╭─ DOCUMENT EXCERPT

Jump to content

Guyfriend: he's done w/ dating ... But what is this?


While the thread author can add an update and reopen discussion, this thread was last posted in over a month ago. Want to continue the conversation? Feel free to start a new thread instead!

Recommended Posts

Posted

Hi all,

 

I'll try to keep this short. I have a guy pal, I met several years ago (going on 3 years). His name is Justin & he's around my age -- just turning 30 at the end of this year.

 

We first met from a dating site. Thus obviously the main agenda would be to see if "we" had potential. Didn't really get each other then; however, through the years we'd knock back and forth texts or IMs online.....didnt really hang out. And it ended up where we'd talk about our terrible dating lives -- he'd share a lot and I'd try to advise and whatnot. He ended up giving up in dating for about a month now, focusing on himself and working out, etc etc. Just soon after that, when the smoke cleared, we somehow started talking about other things... And now we txt all day and talk on skype a lot when we cant meet up.

 

The other day he came down and we spent close to 11 hours together. He helped me with errands i.e. grocery shopping (he carried my groceries up), we went out to eat, saw a movie. He paid for both of the latter things. We got back to my place, we just hung out, watched TV, browsed the internet. He then gave me the most intimate massage. And as like all other times he ends with a long hug. not a friend hug, IMO. it would definitely be a lover's-type hug. And he always likes to pick me up right after.. Never kissed etc, btw

 

He has a lot of my photos on his phone and even took a few more, maybe not a big deal sounding off-top, but why would he need pics of me just sitting in my apartment? LoL. .

╰─

§ **REQUIREMENT 1**: Return the passage of the forum post starting at "Guyfriend: he's done" and ending at "new thread instead!", copied word for word.
§ **REQUIREMENT 2**: According to the forum post, how long did the poster and Justin spend together when he came down the other day?

╭─ STORED DATA

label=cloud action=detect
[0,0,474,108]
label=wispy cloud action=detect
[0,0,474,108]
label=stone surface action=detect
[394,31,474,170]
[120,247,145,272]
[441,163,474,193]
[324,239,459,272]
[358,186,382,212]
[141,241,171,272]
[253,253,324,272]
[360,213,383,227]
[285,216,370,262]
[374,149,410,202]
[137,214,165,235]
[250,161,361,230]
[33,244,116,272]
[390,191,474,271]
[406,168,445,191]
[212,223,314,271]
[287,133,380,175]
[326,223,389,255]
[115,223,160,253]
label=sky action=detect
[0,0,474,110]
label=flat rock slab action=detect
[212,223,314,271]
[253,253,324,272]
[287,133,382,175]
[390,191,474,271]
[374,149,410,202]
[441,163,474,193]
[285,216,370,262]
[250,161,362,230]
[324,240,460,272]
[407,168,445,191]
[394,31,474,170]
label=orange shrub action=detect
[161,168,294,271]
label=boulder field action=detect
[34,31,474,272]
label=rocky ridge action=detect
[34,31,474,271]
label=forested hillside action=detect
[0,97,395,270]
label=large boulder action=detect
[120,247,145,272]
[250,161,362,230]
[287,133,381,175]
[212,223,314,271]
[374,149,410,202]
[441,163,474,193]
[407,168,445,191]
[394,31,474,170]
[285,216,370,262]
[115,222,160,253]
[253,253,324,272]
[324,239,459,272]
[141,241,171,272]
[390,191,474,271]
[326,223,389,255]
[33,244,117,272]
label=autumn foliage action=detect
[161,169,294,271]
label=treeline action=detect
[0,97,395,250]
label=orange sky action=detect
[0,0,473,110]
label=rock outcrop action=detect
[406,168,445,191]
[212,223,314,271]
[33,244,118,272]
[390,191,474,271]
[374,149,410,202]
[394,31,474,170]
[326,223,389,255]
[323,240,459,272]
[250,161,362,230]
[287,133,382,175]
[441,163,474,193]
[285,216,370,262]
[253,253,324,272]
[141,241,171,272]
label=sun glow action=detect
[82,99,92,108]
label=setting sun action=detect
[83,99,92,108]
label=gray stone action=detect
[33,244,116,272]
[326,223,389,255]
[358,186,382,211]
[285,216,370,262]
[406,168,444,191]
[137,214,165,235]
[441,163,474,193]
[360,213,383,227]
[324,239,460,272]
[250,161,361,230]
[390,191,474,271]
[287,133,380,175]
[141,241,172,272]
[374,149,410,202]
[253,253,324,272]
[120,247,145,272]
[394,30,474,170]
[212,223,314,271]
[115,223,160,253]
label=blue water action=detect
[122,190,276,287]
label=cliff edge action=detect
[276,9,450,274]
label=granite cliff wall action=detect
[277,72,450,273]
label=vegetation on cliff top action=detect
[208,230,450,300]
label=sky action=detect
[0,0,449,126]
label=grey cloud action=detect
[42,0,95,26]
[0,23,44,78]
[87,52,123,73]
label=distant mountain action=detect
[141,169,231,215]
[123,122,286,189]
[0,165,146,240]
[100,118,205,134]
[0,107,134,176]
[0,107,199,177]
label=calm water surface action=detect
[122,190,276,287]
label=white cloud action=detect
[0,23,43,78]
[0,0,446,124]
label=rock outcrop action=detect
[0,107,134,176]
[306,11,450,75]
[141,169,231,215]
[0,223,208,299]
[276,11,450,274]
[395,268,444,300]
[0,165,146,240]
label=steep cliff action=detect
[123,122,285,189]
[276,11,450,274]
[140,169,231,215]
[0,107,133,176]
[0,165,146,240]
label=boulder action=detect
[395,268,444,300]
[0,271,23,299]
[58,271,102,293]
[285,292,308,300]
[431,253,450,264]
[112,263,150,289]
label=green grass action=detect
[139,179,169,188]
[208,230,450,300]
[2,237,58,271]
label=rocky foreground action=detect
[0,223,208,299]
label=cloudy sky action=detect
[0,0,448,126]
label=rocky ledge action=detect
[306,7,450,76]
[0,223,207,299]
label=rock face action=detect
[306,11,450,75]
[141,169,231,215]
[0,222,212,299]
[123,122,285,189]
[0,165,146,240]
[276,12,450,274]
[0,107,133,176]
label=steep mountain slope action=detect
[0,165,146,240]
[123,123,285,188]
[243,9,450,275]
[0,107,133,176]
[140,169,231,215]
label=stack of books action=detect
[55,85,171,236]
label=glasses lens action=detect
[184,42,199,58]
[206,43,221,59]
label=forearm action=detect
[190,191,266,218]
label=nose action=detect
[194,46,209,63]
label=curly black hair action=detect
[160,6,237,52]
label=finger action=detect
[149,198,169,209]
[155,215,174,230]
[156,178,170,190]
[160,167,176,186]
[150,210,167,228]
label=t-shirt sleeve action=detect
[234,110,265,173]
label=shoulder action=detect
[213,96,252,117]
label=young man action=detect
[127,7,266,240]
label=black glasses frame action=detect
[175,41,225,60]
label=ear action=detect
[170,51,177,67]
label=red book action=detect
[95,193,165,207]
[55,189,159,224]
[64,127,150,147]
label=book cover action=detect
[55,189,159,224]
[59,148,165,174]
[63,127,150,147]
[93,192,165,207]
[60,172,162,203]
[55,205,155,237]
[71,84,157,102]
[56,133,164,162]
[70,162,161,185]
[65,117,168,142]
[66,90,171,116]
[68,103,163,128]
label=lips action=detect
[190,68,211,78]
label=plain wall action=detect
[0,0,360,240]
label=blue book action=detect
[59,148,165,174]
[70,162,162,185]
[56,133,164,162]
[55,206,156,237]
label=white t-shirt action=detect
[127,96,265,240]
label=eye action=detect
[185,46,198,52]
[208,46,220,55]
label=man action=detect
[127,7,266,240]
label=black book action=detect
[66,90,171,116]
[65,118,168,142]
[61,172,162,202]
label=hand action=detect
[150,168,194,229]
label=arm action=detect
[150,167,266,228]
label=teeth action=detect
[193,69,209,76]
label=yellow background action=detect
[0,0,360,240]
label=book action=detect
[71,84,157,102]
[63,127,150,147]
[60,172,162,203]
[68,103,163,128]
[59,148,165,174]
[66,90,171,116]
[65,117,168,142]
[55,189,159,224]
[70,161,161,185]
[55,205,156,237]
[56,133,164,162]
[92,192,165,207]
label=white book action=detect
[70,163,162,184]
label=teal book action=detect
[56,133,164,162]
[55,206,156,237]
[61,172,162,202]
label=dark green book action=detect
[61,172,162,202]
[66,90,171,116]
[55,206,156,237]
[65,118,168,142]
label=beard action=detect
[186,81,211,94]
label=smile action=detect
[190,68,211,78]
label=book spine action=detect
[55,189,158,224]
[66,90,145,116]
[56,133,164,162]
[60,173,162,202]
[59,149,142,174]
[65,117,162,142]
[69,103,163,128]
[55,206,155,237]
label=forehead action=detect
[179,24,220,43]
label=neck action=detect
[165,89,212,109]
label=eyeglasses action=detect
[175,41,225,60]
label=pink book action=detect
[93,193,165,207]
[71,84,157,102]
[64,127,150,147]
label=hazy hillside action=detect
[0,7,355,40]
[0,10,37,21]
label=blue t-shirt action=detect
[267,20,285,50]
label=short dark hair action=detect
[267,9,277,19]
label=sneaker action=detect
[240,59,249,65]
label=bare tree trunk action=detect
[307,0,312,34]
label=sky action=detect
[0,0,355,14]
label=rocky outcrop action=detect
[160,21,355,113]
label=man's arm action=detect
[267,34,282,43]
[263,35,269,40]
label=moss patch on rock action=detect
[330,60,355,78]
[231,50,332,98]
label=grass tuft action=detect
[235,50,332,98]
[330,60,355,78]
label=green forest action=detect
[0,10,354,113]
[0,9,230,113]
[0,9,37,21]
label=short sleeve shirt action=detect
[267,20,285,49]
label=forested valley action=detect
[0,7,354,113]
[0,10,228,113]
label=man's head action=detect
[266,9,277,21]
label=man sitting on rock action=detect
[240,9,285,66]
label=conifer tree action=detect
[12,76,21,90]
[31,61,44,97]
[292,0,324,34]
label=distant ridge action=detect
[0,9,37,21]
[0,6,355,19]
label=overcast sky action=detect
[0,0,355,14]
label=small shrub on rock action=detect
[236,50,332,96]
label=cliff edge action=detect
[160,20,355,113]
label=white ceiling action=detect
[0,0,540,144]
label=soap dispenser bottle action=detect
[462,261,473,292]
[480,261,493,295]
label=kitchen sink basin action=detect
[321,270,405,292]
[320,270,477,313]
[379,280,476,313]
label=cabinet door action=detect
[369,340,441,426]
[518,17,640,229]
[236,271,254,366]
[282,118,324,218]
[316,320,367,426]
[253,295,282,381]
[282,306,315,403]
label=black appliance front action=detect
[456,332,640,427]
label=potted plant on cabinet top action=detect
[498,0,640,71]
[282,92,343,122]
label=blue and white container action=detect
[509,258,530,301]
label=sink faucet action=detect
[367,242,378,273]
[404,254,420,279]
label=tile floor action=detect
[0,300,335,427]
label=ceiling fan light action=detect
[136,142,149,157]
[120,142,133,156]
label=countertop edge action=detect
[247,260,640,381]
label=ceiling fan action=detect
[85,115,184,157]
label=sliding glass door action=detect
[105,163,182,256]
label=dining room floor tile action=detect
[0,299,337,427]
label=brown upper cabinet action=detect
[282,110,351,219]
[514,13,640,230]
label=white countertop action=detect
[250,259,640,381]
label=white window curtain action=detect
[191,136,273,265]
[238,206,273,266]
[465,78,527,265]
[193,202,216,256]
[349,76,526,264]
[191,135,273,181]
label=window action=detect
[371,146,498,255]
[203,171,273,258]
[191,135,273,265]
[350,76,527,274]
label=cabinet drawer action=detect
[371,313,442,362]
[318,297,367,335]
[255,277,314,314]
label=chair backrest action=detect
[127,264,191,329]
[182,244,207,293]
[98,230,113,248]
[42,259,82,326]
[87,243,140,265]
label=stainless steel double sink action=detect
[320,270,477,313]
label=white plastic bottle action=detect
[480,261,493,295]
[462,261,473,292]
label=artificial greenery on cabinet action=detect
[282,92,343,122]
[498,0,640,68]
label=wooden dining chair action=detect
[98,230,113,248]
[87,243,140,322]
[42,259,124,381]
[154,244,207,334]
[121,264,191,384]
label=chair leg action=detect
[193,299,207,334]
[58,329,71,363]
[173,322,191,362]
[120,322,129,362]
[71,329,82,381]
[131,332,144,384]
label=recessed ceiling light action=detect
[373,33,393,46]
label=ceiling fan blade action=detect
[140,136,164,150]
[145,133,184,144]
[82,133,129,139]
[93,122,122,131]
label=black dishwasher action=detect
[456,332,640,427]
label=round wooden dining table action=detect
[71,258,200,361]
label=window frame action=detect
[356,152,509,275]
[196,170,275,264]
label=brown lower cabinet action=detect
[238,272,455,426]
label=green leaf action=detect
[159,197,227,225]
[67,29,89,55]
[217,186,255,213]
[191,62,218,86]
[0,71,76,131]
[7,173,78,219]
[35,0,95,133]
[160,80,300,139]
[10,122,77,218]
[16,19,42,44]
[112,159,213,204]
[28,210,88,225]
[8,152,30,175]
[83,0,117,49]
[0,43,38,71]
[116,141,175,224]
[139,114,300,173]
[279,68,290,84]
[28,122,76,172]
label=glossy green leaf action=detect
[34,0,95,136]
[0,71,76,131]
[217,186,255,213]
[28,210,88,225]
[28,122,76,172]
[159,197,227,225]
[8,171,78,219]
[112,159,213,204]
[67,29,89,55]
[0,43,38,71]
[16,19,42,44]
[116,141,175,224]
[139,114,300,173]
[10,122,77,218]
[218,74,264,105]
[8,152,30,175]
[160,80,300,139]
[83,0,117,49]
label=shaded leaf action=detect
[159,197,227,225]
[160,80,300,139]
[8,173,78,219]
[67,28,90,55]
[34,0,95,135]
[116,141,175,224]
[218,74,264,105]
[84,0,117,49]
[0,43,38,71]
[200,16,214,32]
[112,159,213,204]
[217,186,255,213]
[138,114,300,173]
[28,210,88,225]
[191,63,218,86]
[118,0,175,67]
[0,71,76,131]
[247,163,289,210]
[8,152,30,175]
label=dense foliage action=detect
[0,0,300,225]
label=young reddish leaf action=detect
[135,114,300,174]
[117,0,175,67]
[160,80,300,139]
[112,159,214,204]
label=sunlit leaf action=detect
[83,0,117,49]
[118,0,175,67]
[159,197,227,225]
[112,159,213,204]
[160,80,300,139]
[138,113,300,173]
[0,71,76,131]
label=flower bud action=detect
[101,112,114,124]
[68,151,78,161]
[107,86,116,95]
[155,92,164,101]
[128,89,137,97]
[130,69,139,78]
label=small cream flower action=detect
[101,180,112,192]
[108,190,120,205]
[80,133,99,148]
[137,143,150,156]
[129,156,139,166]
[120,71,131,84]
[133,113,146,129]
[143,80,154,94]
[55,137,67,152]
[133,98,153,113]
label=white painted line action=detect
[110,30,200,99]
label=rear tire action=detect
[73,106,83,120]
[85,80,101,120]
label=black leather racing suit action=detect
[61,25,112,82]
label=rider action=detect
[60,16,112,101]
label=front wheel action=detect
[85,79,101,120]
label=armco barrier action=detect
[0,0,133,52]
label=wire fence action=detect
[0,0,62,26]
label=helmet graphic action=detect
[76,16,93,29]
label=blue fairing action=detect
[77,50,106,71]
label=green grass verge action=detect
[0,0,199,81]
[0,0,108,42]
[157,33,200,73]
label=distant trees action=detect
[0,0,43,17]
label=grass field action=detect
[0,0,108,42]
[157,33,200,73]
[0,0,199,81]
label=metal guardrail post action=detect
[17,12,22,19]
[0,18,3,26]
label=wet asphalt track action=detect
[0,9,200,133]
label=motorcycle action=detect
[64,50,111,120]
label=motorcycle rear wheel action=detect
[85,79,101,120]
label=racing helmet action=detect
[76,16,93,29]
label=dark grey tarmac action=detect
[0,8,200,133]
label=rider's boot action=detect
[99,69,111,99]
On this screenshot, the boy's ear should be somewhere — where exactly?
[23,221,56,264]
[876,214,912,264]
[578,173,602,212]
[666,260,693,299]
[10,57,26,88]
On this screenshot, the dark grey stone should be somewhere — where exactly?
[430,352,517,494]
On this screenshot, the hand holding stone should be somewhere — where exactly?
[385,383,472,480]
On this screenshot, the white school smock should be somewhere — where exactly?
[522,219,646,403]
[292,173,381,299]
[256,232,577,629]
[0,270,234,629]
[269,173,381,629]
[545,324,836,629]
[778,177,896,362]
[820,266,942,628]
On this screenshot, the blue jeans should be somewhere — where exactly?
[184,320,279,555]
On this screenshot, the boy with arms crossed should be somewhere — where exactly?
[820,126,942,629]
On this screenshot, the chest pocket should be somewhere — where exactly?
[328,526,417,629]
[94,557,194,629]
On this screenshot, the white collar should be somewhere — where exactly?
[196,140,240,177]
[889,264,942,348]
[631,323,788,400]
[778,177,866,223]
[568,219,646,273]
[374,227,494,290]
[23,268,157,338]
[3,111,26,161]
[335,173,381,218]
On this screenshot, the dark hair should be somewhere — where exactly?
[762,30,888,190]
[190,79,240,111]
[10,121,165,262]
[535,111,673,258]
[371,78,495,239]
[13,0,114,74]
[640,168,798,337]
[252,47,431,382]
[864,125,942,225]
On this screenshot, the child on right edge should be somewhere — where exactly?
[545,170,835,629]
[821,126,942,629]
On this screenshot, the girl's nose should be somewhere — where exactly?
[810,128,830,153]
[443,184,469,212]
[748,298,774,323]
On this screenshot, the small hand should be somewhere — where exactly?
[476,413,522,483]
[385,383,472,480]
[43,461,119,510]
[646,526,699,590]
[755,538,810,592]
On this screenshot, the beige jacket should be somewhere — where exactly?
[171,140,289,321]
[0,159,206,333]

╰─

§ **PROBLEM SOLUTION 1**:
Guyfriend: he's done w/ dating ... But what is this?


While the thread author can add an update and reopen discussion, this thread was last posted in over a month ago. Want to continue the conversation? Feel free to start a new thread instead!

§ **PROBLEM SOLUTION 2**: Close to 11 hours.